• **Given task**:
Copy out the lines of the records from the one containing "TARGET = red helmet worker in background" through the end of the records, including both ends, and leave the pictures out of your answer.

• **Provided data**:
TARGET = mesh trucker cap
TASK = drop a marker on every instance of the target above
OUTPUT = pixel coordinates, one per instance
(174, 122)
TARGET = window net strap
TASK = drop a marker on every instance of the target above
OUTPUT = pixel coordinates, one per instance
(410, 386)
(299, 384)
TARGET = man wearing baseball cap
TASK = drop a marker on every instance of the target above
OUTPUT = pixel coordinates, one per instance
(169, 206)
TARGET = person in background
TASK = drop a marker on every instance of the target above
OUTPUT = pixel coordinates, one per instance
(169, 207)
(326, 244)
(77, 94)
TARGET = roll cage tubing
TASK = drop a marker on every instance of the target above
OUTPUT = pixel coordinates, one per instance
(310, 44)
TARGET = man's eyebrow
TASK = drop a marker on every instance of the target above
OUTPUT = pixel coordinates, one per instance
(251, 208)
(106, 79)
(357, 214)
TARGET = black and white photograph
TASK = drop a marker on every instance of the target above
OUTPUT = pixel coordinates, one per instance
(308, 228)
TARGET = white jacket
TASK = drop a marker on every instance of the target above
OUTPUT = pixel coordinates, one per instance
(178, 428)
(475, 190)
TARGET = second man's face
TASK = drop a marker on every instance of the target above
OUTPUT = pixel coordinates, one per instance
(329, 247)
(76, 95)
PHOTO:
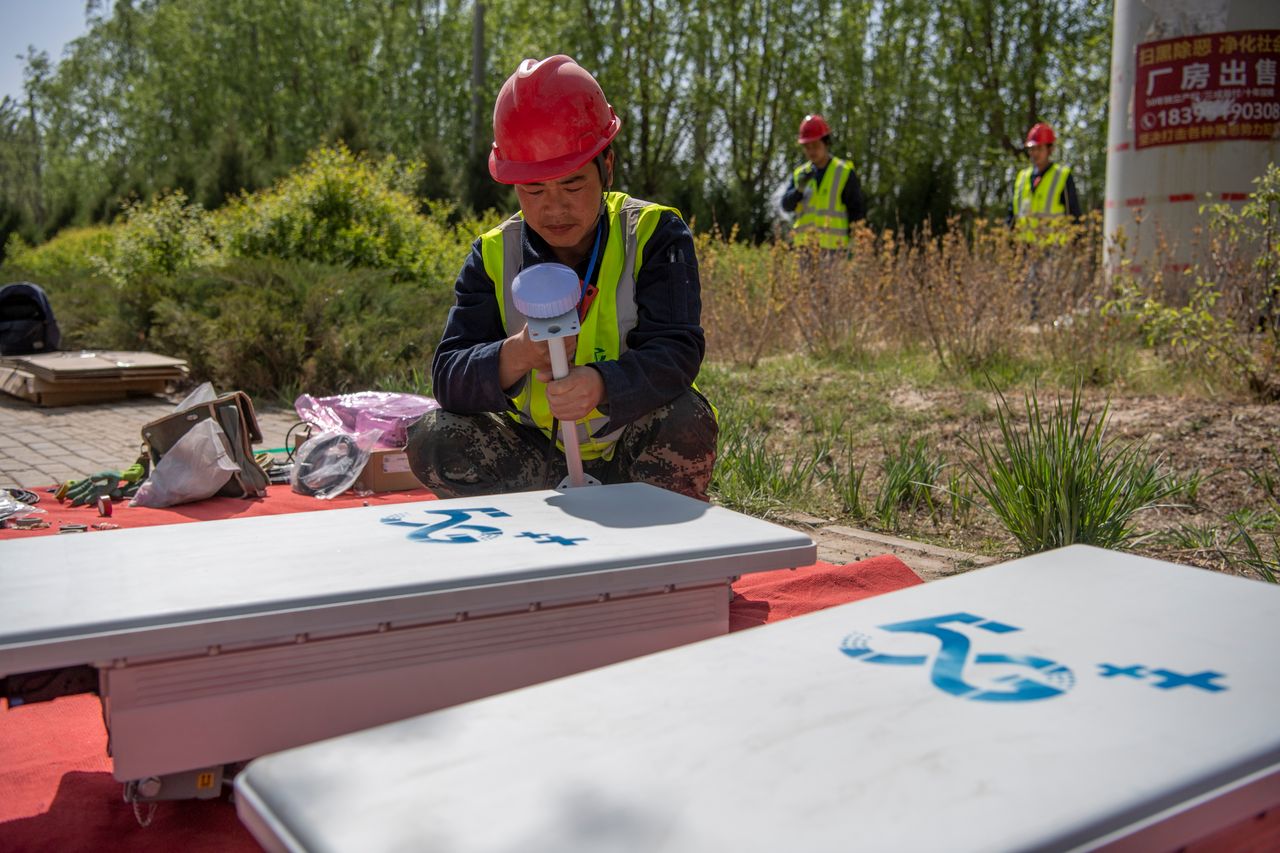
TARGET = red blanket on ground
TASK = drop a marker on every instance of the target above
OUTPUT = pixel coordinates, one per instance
(56, 792)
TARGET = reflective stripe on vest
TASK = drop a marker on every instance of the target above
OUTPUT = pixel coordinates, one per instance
(823, 214)
(612, 315)
(1033, 208)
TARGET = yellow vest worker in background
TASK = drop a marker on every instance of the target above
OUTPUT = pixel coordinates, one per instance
(634, 361)
(824, 192)
(1043, 192)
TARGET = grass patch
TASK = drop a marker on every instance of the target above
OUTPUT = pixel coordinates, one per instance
(1060, 480)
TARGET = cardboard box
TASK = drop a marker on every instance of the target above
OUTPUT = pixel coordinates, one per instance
(387, 470)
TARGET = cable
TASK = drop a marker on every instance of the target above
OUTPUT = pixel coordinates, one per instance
(328, 463)
(23, 496)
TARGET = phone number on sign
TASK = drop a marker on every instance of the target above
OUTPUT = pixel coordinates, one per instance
(1233, 112)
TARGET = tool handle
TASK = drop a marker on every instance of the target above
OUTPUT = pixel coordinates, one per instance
(568, 429)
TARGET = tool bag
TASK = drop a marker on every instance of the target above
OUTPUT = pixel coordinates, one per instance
(27, 320)
(233, 413)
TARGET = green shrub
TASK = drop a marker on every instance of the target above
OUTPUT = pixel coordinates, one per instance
(73, 251)
(279, 328)
(344, 210)
(1232, 316)
(1060, 480)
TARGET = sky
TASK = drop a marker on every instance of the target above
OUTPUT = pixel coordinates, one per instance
(48, 24)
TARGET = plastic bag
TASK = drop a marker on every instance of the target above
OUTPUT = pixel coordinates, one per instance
(365, 410)
(193, 469)
(12, 507)
(201, 395)
(328, 463)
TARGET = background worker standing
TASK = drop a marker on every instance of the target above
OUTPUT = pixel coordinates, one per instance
(1043, 191)
(632, 364)
(824, 192)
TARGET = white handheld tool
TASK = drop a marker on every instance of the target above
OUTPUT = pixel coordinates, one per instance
(547, 295)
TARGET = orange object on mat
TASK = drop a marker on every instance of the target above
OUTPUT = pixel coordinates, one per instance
(279, 501)
(56, 790)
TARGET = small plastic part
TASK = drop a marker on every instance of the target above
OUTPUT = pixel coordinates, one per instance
(545, 291)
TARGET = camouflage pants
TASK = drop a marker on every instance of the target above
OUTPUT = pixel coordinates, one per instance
(672, 447)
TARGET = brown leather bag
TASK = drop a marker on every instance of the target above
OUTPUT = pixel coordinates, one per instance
(234, 414)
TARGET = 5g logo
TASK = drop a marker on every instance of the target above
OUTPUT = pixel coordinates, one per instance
(458, 527)
(1016, 678)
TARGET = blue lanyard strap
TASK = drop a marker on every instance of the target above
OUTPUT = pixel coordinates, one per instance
(590, 265)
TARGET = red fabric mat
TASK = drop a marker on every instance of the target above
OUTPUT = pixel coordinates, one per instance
(56, 792)
(279, 501)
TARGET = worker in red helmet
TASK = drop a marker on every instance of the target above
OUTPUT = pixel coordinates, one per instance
(1043, 191)
(630, 388)
(824, 195)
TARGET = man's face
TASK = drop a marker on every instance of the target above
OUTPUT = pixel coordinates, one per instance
(563, 211)
(817, 153)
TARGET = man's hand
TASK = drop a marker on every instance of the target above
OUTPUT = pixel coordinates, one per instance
(520, 355)
(575, 396)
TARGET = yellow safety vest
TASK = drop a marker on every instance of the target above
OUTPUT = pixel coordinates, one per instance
(822, 214)
(612, 315)
(1036, 210)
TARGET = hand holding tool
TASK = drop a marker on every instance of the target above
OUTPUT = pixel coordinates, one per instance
(547, 295)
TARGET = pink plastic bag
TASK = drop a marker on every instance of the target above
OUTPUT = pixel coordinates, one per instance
(365, 410)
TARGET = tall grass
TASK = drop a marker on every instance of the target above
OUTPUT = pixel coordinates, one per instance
(910, 474)
(1060, 480)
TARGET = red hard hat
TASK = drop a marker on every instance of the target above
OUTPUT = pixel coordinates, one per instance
(813, 128)
(1040, 133)
(551, 119)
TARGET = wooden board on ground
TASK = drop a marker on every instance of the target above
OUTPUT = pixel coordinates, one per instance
(97, 364)
(65, 392)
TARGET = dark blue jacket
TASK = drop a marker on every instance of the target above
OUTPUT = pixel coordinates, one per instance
(666, 347)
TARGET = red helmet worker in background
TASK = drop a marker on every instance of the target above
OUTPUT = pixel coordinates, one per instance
(1043, 191)
(630, 388)
(824, 192)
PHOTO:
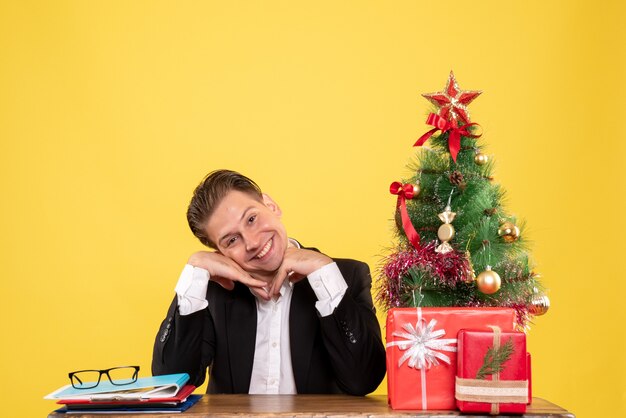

• **Task response**:
TARGET = red helmet worker in background
TASK = drop a marker on every instance of the target above
OUTPUT = pixel coordinates, one per instance
(1043, 191)
(630, 388)
(824, 192)
PHOTO:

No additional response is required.